§ WHAT YOU HAVE TO DO:
According to the article on the Trajtenberg reforms, what will happen to the clause that called for dropping import duties?

*** Opening SELECTED EXTRACT ***

Employers Off the Hook / The Trajtenberg Reforms That Vanished

Why push through the plan just to ensure that the NII would have money to pay pensions in the future? The future is far away. Apparently the NII will be waiting a long time for salvation.

Last week, the cabinet celebrated its decision to pass the first chunk of Trajtenberg reforms - the recommendations that Prof. Manuel Trajtenberg's committee for social and economic change drafted regarding tax policy. Yet in its celebratory mood, it forgot to mention that two clauses hadn't passed. Surprisingly - or not - both measures relate to the country's largest employers.

One clause, which called for dropping import duties, will be carried out over a longer time frame. The second clause, however, vanished entirely, despite Prime Minister Benjamin Netanyahu's promise to Trajtenberg that he would pass his committee's recommendations in full.

*** Closing SELECTED EXTRACT ***
*** Opening GIVEN DATA ***

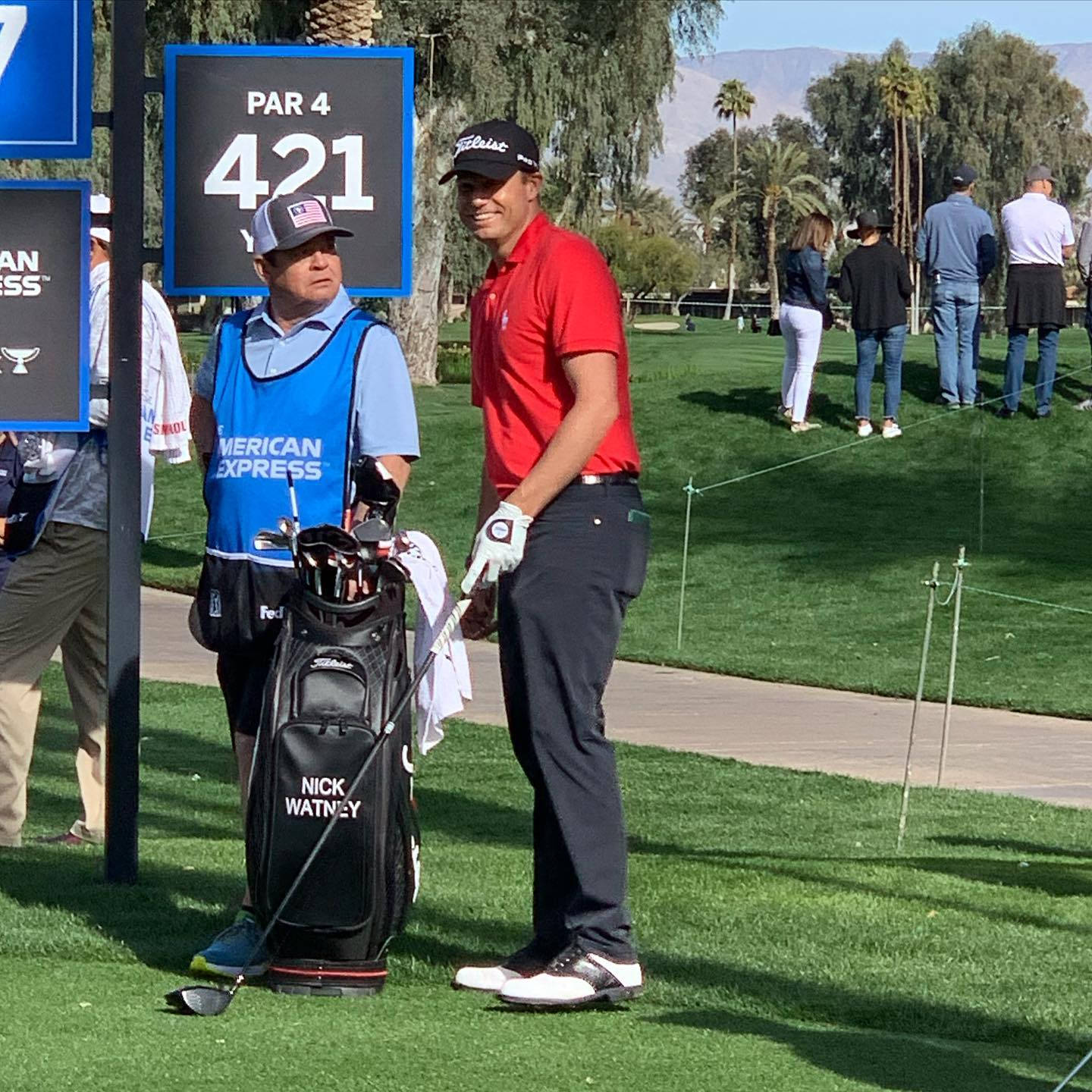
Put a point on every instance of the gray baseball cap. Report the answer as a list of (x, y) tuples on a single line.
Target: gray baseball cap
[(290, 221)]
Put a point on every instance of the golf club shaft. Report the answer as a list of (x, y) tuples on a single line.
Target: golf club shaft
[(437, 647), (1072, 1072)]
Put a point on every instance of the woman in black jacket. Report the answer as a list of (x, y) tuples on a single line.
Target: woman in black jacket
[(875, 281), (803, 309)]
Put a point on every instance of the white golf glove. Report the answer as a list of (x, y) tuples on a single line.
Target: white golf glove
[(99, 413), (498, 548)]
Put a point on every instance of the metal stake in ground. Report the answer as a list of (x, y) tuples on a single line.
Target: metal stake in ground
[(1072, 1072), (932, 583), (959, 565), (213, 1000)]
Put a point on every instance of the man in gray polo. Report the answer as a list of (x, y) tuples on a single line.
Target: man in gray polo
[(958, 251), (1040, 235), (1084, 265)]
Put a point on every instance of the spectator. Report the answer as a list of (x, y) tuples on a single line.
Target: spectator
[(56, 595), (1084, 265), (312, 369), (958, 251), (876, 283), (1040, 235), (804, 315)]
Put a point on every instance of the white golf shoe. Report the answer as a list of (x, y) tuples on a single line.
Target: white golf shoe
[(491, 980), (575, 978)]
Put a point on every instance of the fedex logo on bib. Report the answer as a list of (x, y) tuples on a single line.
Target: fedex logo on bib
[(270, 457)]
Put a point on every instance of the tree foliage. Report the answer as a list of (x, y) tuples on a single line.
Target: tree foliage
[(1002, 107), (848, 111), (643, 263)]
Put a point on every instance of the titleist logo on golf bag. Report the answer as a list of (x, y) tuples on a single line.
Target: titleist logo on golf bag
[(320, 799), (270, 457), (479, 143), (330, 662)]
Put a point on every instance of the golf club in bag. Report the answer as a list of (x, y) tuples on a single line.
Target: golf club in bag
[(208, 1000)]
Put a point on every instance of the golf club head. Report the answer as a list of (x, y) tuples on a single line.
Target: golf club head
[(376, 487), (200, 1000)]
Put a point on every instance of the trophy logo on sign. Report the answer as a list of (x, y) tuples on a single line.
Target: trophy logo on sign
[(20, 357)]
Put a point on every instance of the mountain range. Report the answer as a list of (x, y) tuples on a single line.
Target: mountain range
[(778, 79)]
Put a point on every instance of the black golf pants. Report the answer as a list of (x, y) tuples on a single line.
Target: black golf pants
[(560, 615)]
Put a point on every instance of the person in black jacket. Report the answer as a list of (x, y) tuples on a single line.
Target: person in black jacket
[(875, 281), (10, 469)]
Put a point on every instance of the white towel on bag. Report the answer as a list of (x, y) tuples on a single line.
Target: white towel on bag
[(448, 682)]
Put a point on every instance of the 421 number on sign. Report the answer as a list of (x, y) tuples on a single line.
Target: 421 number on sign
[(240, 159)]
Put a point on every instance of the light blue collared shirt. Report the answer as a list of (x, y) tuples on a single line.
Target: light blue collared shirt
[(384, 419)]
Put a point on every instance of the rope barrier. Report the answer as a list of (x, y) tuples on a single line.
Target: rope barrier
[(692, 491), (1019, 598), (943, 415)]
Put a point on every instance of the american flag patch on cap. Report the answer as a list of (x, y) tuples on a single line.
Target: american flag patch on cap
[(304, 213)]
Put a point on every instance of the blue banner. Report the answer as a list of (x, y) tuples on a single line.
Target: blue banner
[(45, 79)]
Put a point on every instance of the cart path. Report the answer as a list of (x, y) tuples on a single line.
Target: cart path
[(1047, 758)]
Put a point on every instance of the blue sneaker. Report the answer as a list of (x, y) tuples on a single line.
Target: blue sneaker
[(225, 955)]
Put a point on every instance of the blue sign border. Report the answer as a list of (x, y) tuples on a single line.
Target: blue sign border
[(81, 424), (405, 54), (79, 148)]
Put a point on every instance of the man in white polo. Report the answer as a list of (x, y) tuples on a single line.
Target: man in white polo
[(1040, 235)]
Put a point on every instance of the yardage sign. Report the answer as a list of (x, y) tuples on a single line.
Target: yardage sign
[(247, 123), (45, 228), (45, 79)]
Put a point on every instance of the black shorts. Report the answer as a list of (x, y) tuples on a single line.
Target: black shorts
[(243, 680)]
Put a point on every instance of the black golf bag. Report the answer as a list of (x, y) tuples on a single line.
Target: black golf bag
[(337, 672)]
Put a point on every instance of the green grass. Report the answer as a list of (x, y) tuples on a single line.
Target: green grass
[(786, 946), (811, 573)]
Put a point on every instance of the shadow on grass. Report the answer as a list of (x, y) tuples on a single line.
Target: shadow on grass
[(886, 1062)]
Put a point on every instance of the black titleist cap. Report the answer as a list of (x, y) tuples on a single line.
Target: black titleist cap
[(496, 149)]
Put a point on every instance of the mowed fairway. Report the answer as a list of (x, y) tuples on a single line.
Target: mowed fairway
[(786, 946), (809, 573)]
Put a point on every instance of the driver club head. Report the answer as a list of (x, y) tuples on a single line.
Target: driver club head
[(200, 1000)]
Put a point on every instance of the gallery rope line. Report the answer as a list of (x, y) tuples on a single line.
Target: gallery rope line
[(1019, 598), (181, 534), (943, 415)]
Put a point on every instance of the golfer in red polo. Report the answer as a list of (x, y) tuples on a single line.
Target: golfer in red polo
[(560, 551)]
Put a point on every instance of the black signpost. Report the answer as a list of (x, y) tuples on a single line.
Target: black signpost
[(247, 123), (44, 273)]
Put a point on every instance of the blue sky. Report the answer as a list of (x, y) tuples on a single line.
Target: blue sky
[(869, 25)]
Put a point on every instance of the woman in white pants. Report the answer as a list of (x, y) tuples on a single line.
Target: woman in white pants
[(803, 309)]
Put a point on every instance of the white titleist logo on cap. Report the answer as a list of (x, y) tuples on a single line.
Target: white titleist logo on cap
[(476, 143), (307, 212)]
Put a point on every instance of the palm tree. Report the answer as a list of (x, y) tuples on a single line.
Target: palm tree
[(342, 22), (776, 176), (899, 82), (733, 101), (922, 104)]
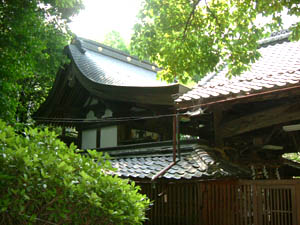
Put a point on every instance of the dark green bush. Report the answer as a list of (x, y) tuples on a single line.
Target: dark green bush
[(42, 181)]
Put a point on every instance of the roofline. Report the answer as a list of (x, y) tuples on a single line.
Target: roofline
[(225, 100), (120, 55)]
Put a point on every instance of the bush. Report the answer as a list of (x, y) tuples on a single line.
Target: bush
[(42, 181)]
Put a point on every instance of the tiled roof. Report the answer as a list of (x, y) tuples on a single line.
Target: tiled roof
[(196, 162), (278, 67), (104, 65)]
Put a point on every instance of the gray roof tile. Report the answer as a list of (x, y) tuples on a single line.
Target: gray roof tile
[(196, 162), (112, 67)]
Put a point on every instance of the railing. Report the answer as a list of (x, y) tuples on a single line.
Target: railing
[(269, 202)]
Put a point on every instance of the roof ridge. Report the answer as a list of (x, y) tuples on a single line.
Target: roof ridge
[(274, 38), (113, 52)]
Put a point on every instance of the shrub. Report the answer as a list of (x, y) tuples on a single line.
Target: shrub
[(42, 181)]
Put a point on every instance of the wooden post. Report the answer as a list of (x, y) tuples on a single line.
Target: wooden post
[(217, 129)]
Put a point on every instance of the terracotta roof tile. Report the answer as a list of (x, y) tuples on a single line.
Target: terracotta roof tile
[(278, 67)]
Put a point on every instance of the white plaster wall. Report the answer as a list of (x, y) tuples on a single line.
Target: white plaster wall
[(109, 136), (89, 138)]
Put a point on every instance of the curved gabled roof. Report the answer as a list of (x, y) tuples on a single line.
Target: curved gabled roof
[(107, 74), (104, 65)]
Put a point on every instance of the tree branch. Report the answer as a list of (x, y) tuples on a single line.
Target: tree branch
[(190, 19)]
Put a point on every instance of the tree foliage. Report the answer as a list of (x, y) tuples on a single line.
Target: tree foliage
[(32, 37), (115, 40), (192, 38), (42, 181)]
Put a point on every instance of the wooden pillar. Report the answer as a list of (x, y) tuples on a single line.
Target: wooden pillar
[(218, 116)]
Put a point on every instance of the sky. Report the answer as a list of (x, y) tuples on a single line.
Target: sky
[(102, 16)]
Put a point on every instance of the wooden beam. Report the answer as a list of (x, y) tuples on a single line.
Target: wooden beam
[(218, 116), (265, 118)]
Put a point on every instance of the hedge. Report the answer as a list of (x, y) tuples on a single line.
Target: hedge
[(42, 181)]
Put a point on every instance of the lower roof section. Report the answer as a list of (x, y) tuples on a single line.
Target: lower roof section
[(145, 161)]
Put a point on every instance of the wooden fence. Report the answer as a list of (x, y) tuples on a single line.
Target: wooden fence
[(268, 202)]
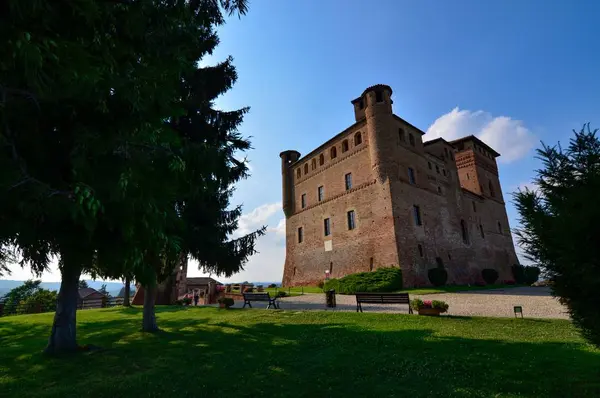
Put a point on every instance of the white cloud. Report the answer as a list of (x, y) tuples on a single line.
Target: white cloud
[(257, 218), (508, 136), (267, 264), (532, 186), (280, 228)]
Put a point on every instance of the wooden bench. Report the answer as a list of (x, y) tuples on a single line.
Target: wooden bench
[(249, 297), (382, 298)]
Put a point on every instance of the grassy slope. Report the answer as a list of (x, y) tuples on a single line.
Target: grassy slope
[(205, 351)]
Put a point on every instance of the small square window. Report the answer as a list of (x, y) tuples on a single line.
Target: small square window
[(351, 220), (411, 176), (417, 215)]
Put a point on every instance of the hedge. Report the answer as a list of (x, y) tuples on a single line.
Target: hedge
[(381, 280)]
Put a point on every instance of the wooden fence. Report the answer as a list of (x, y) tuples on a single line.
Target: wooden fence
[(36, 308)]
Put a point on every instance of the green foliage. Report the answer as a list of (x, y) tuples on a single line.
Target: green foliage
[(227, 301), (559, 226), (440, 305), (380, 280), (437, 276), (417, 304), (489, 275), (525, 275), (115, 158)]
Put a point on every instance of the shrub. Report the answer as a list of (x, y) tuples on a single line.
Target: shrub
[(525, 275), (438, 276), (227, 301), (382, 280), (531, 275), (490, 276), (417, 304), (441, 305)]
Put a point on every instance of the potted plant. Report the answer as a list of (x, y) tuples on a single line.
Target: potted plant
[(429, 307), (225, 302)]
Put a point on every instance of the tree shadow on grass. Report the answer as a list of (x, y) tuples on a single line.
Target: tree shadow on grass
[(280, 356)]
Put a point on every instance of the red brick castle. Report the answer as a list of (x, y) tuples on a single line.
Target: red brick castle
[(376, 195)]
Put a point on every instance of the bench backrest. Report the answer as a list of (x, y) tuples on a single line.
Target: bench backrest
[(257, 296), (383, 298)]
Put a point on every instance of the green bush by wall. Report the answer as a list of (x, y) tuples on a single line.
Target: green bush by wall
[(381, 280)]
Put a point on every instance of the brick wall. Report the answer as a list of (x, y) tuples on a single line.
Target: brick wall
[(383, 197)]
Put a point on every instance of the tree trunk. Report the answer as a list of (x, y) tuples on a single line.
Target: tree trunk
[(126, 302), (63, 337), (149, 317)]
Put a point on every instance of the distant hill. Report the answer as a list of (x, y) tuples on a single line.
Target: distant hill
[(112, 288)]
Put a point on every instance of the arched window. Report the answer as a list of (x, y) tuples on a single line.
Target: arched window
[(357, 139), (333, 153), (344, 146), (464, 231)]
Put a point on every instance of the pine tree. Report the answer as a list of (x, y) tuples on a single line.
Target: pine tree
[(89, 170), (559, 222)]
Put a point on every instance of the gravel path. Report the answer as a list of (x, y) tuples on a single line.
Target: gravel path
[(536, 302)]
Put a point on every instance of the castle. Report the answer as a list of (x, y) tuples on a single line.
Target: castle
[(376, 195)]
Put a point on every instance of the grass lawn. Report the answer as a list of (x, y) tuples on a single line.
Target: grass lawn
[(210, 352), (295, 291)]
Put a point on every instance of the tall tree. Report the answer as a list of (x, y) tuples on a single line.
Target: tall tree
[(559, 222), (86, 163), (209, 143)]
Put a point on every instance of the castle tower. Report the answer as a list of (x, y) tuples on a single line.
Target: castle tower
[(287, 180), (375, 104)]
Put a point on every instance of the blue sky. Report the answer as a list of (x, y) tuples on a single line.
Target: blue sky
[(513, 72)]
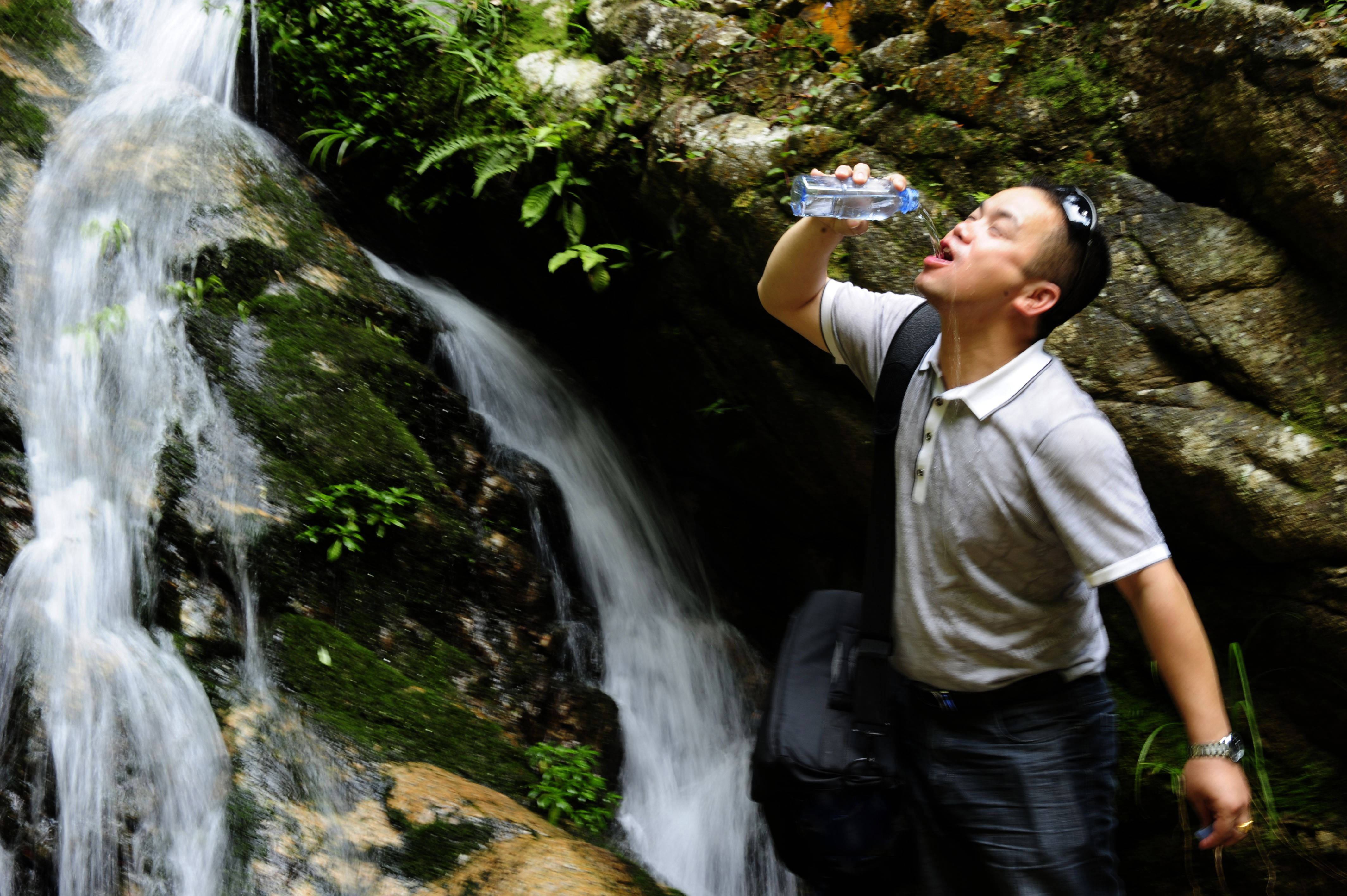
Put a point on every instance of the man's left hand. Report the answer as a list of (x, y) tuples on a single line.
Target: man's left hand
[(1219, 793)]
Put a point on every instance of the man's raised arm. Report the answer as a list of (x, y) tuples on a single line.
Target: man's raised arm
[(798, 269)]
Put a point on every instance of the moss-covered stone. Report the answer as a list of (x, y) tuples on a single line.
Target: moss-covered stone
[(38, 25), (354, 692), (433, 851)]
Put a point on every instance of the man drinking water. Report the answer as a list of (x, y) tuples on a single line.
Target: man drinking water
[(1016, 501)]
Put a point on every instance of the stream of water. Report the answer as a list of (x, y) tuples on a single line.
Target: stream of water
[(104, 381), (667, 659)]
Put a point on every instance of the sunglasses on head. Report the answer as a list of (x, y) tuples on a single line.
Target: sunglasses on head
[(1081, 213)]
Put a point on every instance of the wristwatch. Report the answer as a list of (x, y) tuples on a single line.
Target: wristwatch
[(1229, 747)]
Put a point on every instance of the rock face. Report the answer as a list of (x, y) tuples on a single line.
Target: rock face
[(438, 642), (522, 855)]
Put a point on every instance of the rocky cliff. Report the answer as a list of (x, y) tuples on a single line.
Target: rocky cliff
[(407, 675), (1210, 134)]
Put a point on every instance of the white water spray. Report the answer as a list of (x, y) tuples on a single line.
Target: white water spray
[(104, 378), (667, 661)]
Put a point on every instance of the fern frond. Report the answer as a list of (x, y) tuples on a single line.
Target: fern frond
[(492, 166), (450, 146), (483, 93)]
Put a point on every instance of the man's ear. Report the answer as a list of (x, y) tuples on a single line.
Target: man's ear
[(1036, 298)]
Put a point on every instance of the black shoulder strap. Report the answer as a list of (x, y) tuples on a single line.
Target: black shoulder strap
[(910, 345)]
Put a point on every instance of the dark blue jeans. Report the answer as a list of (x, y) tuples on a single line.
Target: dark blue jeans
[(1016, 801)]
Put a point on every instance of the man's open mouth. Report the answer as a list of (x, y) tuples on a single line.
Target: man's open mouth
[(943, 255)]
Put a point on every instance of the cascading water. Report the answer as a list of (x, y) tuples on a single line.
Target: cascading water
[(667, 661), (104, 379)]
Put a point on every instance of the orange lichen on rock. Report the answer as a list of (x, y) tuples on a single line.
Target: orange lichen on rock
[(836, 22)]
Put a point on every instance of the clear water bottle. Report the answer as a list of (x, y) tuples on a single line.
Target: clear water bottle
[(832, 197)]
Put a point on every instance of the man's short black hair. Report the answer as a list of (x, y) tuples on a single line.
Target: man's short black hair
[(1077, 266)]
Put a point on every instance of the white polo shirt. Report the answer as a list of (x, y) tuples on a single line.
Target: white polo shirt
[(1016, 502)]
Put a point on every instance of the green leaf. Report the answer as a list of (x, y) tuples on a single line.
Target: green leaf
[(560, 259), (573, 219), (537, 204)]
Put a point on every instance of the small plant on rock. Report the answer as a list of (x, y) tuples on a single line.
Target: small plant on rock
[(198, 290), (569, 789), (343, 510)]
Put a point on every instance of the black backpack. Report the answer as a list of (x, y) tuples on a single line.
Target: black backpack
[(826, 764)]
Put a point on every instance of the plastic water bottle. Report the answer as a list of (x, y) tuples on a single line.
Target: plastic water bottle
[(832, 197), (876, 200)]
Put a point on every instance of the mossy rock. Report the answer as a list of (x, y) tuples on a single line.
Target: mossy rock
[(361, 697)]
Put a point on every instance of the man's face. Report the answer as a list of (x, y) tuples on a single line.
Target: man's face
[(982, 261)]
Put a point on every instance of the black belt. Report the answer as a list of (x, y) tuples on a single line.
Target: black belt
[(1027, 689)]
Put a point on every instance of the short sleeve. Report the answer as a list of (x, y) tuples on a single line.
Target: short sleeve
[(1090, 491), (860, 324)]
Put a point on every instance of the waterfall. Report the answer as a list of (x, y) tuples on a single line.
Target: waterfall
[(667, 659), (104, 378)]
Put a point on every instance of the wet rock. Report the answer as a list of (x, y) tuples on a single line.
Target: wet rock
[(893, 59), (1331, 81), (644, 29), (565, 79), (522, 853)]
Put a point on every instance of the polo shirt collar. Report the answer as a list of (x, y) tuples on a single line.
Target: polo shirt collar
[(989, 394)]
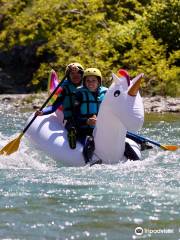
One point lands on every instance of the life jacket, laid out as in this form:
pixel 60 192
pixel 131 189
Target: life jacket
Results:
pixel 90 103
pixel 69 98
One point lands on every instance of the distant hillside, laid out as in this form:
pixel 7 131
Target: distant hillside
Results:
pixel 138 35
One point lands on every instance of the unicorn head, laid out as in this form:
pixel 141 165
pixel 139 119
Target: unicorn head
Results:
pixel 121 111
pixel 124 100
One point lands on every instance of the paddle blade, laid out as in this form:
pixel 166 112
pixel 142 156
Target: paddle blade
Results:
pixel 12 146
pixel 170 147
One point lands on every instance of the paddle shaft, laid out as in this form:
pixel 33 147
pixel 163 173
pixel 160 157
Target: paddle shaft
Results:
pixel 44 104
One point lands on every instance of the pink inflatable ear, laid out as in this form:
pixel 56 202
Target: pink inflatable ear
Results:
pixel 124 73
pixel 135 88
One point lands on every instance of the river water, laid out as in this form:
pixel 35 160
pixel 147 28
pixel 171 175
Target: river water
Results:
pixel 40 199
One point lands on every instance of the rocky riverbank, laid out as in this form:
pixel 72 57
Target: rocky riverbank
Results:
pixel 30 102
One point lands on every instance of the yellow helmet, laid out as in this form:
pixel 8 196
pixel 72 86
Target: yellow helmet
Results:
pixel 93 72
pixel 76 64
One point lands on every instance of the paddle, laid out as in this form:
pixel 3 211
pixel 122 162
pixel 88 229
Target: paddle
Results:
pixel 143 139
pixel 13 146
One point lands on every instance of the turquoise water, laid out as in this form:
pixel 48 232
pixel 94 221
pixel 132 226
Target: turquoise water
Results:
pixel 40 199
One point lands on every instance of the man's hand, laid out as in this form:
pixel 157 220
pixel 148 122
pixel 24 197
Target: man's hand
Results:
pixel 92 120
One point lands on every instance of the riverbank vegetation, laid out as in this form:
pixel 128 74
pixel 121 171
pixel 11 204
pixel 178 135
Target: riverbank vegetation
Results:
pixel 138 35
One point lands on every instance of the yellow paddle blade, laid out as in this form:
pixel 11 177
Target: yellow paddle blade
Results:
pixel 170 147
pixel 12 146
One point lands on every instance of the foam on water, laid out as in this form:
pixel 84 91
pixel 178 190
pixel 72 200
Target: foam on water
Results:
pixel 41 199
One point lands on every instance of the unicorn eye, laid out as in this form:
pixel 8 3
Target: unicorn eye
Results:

*** Closing GIVEN DATA ***

§ WRITTEN SOLUTION:
It will be carried out over a longer time frame.